_What the exercise asks:_ Keep each line of the material that includes "tower", and leave out the rest.

===

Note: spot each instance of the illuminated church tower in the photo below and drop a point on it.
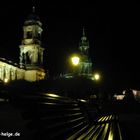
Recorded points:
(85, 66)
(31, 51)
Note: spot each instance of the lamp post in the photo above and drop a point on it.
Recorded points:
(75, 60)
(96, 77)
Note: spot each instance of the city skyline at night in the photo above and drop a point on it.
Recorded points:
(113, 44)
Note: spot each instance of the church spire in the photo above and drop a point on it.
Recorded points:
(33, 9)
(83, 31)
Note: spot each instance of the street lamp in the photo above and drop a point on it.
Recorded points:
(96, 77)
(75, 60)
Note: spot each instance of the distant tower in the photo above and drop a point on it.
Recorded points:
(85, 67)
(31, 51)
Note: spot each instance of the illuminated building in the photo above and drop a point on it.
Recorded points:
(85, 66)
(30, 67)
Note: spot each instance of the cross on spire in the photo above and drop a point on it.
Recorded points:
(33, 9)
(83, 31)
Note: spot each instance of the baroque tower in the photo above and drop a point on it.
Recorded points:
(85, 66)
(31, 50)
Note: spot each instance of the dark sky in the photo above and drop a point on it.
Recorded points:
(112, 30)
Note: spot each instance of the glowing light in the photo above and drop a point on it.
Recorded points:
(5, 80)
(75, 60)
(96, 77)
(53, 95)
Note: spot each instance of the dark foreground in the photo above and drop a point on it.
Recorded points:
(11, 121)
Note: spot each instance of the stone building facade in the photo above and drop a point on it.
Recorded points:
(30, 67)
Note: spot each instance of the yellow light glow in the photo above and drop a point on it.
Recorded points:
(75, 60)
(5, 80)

===

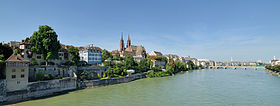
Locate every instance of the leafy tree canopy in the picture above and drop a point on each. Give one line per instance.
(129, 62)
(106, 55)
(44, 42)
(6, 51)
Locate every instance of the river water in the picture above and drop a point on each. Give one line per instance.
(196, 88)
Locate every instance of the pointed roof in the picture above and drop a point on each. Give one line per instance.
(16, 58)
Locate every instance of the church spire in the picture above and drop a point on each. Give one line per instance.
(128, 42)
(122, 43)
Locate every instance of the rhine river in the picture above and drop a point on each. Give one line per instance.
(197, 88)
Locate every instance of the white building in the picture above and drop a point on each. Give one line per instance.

===

_Reply to the task:_
Note: spot each instance of the illuminated church tower in the photo below and drop a point on it.
Note: spot each instance of the distant tower in the photo above and drop a point on it.
Note: spot each instance of the baroque tower in the photo above and drop a point on it.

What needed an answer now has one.